*** Data to use ***

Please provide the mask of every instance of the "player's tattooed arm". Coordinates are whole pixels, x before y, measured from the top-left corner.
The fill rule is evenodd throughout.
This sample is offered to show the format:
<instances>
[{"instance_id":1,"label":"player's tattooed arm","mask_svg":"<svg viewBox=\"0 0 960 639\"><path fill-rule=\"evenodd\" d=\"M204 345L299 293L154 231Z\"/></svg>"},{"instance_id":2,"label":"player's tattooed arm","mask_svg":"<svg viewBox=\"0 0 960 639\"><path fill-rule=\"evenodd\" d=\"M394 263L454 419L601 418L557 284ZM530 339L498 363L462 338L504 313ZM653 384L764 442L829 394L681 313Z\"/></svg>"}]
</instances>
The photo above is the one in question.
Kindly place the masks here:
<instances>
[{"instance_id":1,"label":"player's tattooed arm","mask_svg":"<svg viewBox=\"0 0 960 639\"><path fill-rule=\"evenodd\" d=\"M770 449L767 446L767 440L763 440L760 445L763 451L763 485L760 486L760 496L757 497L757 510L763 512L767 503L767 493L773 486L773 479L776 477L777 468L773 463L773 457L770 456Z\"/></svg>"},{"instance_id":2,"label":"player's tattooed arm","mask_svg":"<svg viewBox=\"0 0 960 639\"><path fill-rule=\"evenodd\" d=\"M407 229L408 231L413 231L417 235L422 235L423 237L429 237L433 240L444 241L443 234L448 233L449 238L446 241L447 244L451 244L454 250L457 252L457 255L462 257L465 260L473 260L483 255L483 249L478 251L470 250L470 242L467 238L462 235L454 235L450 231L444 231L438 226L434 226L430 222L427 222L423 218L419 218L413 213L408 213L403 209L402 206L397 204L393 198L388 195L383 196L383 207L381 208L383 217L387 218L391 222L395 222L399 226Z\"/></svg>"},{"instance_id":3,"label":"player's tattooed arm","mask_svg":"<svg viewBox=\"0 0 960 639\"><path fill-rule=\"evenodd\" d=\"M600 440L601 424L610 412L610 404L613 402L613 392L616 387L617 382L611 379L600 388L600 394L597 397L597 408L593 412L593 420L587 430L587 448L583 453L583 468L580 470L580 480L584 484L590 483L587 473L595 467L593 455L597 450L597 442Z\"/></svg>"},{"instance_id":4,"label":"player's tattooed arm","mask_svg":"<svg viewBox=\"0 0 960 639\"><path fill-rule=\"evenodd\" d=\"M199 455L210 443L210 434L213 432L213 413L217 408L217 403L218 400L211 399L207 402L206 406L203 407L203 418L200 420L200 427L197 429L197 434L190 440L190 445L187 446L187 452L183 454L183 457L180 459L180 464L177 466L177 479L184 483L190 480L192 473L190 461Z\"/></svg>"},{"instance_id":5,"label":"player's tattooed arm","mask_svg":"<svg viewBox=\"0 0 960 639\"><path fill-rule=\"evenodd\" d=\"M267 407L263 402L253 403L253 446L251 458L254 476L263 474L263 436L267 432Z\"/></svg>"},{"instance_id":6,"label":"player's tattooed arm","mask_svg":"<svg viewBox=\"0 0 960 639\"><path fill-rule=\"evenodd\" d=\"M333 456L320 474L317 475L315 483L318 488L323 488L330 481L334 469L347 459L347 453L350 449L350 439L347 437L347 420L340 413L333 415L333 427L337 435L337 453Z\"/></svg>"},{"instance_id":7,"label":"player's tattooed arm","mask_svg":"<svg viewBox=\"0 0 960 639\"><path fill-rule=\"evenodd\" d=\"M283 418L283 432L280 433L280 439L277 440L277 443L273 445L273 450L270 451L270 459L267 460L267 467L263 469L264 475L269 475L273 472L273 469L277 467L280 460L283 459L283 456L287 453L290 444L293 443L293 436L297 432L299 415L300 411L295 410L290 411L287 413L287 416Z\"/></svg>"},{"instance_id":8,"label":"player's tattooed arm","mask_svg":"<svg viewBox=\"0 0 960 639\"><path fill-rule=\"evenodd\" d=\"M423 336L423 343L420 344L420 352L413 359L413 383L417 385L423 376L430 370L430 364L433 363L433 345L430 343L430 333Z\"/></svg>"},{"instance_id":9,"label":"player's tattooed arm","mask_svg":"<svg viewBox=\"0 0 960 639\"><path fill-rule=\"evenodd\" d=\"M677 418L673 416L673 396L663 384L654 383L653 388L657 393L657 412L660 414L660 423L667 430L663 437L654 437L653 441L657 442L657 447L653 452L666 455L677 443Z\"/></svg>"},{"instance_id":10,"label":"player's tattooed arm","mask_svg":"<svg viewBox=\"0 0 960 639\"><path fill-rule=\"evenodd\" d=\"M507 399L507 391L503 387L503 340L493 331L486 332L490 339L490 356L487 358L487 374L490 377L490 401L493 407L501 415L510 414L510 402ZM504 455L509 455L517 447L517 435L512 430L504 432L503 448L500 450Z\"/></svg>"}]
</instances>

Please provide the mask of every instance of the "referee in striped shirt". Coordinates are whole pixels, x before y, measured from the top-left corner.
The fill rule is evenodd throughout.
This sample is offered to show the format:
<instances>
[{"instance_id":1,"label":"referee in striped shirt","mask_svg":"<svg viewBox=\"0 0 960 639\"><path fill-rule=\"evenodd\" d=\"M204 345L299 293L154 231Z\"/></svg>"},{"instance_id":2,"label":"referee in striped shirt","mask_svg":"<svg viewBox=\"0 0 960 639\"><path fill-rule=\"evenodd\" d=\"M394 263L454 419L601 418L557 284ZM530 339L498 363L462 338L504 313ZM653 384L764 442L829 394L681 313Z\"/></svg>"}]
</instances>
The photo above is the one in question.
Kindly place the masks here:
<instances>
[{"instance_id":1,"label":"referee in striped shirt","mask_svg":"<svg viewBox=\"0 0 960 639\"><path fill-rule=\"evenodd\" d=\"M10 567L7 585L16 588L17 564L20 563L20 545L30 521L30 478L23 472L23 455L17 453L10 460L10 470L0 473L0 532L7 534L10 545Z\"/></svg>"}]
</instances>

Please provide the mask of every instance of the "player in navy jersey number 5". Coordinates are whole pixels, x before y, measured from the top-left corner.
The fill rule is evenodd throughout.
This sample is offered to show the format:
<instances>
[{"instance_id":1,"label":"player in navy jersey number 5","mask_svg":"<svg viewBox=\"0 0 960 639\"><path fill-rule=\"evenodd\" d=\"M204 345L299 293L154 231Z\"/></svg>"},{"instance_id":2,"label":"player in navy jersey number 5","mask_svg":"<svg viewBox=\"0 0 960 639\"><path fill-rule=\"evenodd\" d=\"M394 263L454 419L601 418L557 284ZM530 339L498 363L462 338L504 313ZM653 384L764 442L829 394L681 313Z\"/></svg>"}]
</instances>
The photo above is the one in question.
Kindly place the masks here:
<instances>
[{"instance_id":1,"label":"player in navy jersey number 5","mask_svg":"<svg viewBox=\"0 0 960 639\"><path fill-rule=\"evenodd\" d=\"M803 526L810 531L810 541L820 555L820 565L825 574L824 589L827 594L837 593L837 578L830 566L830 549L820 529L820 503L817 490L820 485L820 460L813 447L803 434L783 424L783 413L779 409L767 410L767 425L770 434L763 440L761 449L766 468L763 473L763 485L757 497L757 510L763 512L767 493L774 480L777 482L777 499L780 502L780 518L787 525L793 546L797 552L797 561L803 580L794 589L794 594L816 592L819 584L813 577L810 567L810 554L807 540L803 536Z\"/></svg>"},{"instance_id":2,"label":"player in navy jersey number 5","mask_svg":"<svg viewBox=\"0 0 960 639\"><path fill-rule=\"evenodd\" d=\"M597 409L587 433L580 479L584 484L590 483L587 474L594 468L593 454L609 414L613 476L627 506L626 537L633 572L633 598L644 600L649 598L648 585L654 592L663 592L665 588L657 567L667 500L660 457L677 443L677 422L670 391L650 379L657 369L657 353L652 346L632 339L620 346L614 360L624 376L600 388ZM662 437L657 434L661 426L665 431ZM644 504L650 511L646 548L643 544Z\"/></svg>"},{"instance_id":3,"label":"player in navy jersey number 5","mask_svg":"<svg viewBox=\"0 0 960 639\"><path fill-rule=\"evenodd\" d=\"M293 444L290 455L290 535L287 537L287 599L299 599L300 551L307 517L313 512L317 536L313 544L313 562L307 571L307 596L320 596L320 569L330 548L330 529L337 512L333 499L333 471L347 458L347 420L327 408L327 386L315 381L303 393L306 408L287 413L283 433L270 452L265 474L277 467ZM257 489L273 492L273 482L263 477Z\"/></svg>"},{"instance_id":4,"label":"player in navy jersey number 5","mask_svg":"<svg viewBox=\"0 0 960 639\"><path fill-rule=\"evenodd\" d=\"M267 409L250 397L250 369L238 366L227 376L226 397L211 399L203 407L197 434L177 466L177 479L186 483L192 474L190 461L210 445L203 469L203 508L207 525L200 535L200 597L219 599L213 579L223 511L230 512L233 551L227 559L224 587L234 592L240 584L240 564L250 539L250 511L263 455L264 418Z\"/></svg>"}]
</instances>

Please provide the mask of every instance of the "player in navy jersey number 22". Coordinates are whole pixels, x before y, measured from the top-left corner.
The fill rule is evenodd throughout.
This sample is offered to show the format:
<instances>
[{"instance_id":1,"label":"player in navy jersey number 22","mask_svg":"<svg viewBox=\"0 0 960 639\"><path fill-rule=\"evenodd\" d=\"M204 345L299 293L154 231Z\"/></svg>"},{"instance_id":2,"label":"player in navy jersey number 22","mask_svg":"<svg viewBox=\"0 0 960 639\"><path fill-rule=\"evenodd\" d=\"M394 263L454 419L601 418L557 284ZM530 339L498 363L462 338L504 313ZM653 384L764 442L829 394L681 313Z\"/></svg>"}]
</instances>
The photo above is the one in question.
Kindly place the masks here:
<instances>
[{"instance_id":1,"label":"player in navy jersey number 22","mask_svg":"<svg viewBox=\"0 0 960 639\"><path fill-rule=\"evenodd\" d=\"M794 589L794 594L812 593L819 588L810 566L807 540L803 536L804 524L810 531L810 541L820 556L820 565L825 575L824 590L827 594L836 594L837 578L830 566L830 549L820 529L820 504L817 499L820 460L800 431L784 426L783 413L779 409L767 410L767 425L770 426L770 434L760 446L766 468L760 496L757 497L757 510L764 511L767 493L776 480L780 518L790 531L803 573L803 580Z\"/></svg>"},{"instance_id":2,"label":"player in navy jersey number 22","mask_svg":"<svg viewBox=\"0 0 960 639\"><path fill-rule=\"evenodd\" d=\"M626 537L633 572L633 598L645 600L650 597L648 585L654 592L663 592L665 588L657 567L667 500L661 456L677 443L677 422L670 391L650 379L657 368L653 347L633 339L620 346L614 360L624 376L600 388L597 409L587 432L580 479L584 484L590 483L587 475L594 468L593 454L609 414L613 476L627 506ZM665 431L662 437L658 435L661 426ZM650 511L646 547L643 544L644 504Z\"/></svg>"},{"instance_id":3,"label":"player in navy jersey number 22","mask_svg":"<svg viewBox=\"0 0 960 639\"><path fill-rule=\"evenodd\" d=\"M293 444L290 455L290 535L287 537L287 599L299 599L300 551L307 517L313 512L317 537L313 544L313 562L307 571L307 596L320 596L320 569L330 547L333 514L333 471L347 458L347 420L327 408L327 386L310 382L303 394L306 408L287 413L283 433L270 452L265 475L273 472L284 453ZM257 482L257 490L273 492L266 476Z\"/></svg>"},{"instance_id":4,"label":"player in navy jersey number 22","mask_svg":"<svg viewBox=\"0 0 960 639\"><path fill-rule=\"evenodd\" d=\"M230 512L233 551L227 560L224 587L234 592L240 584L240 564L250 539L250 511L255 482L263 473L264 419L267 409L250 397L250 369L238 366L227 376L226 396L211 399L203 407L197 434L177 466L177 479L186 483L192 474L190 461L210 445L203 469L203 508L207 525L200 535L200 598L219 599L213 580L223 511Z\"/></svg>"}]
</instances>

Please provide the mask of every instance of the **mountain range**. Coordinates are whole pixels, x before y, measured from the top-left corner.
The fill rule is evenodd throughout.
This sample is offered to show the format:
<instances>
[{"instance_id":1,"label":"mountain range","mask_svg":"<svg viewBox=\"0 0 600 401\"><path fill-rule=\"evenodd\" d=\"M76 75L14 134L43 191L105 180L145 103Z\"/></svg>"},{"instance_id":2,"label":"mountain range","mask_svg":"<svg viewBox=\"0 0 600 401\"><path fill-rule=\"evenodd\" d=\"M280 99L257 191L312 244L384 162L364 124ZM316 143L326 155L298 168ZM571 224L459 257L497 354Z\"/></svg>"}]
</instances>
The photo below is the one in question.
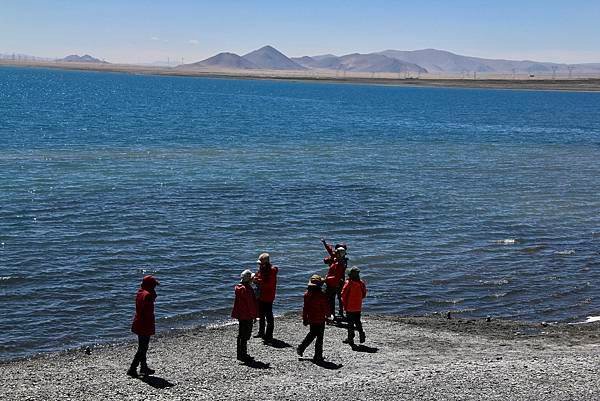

*** End of Data to use ***

__Task instructions__.
Within the entries above, find each line where "Coordinates" appears; copy every one.

__Result of the task__.
Please provide the mask of every instance of the "player's tattooed arm". Coordinates are whole pixels, x before y, measured from the top-left corner.
Please provide the mask of every instance of the "referee in striped shirt". Coordinates are whole pixels, x before y, measured from the top-left corner.
Please provide the mask of every instance of the "player in navy jersey number 5". Coordinates are whole pixels, x before y, measured from the top-left corner.
Please provide the mask of every instance of the "player in navy jersey number 22". Coordinates are whole pixels, x before y, measured from the top-left corner.
Please provide the mask of every instance of the **mountain range**. Coordinates are whole pixels, x before y, measured from the top-left corner.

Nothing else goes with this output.